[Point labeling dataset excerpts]
········

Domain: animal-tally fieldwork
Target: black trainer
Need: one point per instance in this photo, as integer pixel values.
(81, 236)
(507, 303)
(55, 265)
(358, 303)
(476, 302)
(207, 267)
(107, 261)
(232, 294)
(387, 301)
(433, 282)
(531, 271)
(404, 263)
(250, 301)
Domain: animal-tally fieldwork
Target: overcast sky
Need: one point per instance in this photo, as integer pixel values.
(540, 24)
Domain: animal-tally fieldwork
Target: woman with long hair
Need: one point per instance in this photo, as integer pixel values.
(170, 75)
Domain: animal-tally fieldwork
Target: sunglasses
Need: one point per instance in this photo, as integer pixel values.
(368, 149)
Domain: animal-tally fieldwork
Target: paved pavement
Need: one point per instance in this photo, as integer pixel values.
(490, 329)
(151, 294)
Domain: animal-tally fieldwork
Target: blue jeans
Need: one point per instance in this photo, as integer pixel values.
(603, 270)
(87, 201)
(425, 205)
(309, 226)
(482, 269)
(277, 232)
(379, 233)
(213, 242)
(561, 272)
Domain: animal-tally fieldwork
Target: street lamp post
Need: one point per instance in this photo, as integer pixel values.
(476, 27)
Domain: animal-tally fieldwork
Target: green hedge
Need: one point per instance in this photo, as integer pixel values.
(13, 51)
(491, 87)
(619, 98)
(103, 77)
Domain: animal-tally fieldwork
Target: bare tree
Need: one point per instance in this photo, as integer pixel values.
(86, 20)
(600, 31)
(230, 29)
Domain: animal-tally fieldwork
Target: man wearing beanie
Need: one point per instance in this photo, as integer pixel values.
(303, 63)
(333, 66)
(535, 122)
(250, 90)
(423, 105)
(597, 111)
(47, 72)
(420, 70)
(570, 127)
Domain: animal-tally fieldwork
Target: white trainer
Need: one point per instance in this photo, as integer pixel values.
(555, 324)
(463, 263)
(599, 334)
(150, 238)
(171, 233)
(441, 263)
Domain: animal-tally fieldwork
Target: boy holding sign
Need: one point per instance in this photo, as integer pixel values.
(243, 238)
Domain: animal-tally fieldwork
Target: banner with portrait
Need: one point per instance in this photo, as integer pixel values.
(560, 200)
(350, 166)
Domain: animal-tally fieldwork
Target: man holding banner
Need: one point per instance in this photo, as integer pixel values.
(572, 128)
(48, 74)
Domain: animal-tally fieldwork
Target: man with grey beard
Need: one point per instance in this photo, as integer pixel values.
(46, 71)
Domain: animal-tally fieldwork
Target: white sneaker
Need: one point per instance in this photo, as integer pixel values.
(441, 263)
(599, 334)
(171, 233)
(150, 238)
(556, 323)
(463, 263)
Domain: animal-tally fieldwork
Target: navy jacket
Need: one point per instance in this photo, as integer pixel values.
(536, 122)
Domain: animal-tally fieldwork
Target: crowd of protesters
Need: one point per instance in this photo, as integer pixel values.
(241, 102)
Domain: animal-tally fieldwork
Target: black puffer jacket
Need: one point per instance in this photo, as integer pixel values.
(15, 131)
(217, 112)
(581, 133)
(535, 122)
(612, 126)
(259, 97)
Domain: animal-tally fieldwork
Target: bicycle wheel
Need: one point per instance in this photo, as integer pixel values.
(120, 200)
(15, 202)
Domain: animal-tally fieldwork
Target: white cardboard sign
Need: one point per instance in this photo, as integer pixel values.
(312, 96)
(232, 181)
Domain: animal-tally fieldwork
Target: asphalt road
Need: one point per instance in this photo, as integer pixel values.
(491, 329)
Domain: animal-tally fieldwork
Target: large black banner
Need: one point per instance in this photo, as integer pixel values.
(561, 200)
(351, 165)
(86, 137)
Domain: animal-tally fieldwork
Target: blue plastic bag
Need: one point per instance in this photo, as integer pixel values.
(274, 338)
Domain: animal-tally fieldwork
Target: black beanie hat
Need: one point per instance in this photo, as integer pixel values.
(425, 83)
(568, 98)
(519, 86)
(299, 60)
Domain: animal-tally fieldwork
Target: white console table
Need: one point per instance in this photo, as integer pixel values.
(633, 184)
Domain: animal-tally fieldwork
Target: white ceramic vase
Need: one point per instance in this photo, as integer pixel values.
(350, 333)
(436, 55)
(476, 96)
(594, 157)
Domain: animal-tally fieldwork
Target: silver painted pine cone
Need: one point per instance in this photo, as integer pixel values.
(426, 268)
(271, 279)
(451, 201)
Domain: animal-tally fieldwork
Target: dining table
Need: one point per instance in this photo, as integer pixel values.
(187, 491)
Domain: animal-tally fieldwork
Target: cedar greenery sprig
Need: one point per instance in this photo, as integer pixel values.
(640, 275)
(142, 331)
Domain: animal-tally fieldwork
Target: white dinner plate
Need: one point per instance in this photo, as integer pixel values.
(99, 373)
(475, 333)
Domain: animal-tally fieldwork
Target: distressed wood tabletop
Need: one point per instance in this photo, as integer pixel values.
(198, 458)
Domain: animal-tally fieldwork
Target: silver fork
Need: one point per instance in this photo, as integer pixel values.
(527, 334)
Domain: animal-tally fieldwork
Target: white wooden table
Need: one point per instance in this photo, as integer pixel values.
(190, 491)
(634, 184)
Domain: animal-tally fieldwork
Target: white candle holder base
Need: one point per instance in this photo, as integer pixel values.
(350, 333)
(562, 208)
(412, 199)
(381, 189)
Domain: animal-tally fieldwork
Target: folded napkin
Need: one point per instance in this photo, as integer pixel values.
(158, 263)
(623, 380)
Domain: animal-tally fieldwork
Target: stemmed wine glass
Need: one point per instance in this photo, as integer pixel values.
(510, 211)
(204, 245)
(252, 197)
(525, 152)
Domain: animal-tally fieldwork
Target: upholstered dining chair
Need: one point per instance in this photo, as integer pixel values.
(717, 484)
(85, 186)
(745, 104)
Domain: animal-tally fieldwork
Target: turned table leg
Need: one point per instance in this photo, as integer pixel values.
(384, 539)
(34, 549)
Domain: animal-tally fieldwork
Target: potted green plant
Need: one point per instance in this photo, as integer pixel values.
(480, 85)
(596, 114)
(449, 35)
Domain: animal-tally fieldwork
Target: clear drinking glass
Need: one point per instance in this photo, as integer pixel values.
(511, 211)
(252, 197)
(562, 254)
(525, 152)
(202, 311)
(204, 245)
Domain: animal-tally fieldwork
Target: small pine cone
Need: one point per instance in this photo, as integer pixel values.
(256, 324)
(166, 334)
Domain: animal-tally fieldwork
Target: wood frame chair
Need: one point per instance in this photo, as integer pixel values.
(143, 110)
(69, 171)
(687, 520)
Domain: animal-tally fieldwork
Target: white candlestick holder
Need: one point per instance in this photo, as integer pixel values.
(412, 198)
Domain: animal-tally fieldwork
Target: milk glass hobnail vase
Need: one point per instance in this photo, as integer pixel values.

········

* _Given request_
Make an exact copy of the data above.

* _Exercise solution_
Domain: animal-tally fieldwork
Target: black trainer
Need: one point per instance in this photo, as integer pixel values.
(81, 236)
(507, 303)
(55, 265)
(358, 303)
(476, 302)
(207, 267)
(107, 261)
(232, 294)
(387, 301)
(433, 282)
(531, 271)
(404, 263)
(250, 301)
Domain: animal-tally fieldwork
Target: overcast sky
Need: one point per instance in this photo, as integer pixel values.
(540, 24)
Domain: animal-tally fieldwork
Target: woman with long hair
Need: one point per instance in this photo, as integer pixel values.
(170, 75)
Domain: animal-tally fieldwork
Target: sunglasses
Need: one point per instance in this photo, as integer pixel values.
(368, 149)
Domain: animal-tally fieldwork
Target: paved pavement
Need: one point per instance in this photo, as integer pixel values.
(490, 329)
(151, 294)
Domain: animal-tally fieldwork
Target: blue jeans
Need: one point per instance in this photo, as integer pixel values.
(603, 270)
(87, 201)
(425, 205)
(309, 226)
(482, 269)
(277, 232)
(379, 233)
(213, 242)
(561, 272)
Domain: animal-tally fieldwork
Target: street lamp post
Need: one point per instance in this photo, as integer pixel values.
(476, 27)
Domain: animal-tally fieldwork
Target: green hedge
Need: one point per instance in this photo, as integer pixel values.
(13, 51)
(491, 87)
(619, 98)
(103, 77)
Domain: animal-tally fieldwork
Target: bare tree
Need: one point per instance in this photo, as integer pixel values.
(86, 20)
(600, 31)
(230, 29)
Domain: animal-tally fieldwork
Target: man wearing beanie
Need: one point per instance in this photo, as integer pixel values.
(303, 63)
(333, 66)
(535, 122)
(250, 90)
(423, 105)
(597, 111)
(47, 72)
(420, 70)
(570, 127)
Domain: animal-tally fieldwork
Target: white trainer
Need: one point per instance in this photo, as integer pixel values.
(555, 324)
(463, 263)
(599, 334)
(150, 238)
(171, 233)
(441, 263)
Domain: animal-tally fieldwork
Target: boy holding sign
Need: one point per instance in this photo, as integer pixel values.
(243, 238)
Domain: animal-tally fieldwork
Target: banner with portrait
Need: one point per instance in this photo, as integer pixel values.
(560, 200)
(350, 166)
Domain: animal-tally fieldwork
Target: man holding banner
Need: one point per instance in this photo, as integer pixel values.
(572, 128)
(48, 74)
Domain: animal-tally fieldwork
Target: man with grey beard
Need: one point per instance in this photo, as integer pixel values.
(46, 71)
Domain: animal-tally fieldwork
Target: white sneaker
Need: one point per instance in this photo, as integer pixel values.
(441, 263)
(599, 334)
(171, 233)
(150, 238)
(556, 323)
(463, 263)
Domain: animal-tally fieldwork
Target: navy jacket
Need: one point per instance in this photo, as integer pixel values.
(536, 122)
Domain: animal-tally fieldwork
Target: crowd of protesters
Need: one point per instance in this photo, as integer pixel values.
(241, 102)
Domain: animal-tally fieldwork
Target: black puffer jacket
Need: one point per instance in this photo, as integer pixel values.
(15, 131)
(217, 112)
(581, 133)
(535, 122)
(612, 126)
(259, 97)
Domain: animal-tally fieldwork
Target: bicycle wheel
Need: one point per instance in this photo, as integer pixel values.
(120, 200)
(15, 202)
Domain: animal-tally fieldwork
Target: white cardboard sign
Need: one point per instance in this photo, as integer pixel values.
(312, 96)
(232, 181)
Domain: animal-tally fieldwork
Target: asphalt road
Need: one point per instance in this photo, as integer pixel values.
(491, 329)
Domain: animal-tally fieldwork
Target: large black banner
Need: one point per instance in this photo, as integer pixel values.
(561, 200)
(351, 165)
(86, 137)
Domain: animal-tally fieldwork
Target: blue plastic bag
Need: one point per instance in this photo, as integer pixel values.
(274, 338)
Domain: animal-tally fieldwork
Target: black beanie hat
Need: one point per instance in this photo, as integer pixel values.
(425, 83)
(568, 98)
(519, 86)
(299, 60)
Domain: animal-tally fieldwork
Target: white console table
Need: one point per instance in this photo, as integer pixel values.
(633, 184)
Domain: animal-tally fieldwork
Target: white ceramic vase
Need: one point per instance in this photo, as integer pixel values.
(350, 333)
(436, 55)
(476, 96)
(594, 157)
Domain: animal-tally fieldwork
Target: silver painted pine cone
Need: one point per instance in this photo, as integer pixel values.
(426, 268)
(271, 279)
(451, 201)
Domain: animal-tally fieldwork
Target: dining table
Need: one point per instance in this photo, as integer pixel values.
(187, 491)
Domain: animal-tally fieldwork
Target: cedar greenery sprig
Need: one point per instance in this photo, as integer pixel values.
(640, 275)
(142, 331)
Domain: animal-tally fieldwork
Target: white dinner plate
Need: one point per instance in this photo, as integer pixel values.
(99, 373)
(475, 333)
Domain: animal-tally fieldwork
Target: distressed wood tabletop
Need: one point per instance in this photo, as integer pixel values.
(198, 458)
Domain: animal-tally fieldwork
Target: silver fork
Need: one point per instance in this photo, as integer pixel values.
(527, 334)
Domain: animal-tally fieldwork
Target: white wooden table
Need: one point per instance in this photo, as integer pixel values.
(190, 491)
(634, 184)
Domain: animal-tally fieldwork
Target: white candle holder base
Need: one point per instance in this photo, as integer pixel values.
(350, 333)
(562, 208)
(412, 199)
(381, 189)
Domain: animal-tally fieldwork
Target: folded napkin
Need: one point per instance in this photo, as integer pixel values.
(158, 263)
(623, 380)
Domain: animal-tally fieldwork
Target: stemmed wine glass
Need: one point per instance in this photo, as integer pixel values.
(510, 211)
(204, 245)
(252, 197)
(525, 152)
Domain: animal-tally fieldwork
Target: upholstered dining chair
Need: one point per instance in this photo, as integer pixel values.
(717, 484)
(85, 186)
(745, 104)
Domain: animal-tally fieldwork
Target: turned table leg
Need: one point per instance in this photo, as integer pixel values.
(384, 539)
(34, 549)
Domain: animal-tally fieldwork
Target: potted green plant
Need: one point per instance in this photo, as integer pixel values.
(480, 85)
(596, 114)
(449, 35)
Domain: animal-tally fieldwork
Target: clear drinking glass
Need: one point per instance in this photo, as integer pixel values.
(511, 211)
(252, 197)
(562, 254)
(525, 152)
(202, 311)
(204, 245)
Domain: animal-tally fieldwork
Target: small pine cone
Need: one point per instance in this photo, as integer pixel values.
(256, 324)
(166, 334)
Domain: animal-tally fieldwork
Target: wood frame chair
Need: one point per instance in this photo, as integer pixel values.
(143, 110)
(69, 171)
(687, 520)
Domain: animal-tally fieldwork
Target: white candlestick holder
Need: one point per instance in this photo, as integer pixel values.
(412, 198)
Domain: animal-tally fieldwork
Target: milk glass hobnail vase
Need: one point per instance in this photo, as integer pixel values.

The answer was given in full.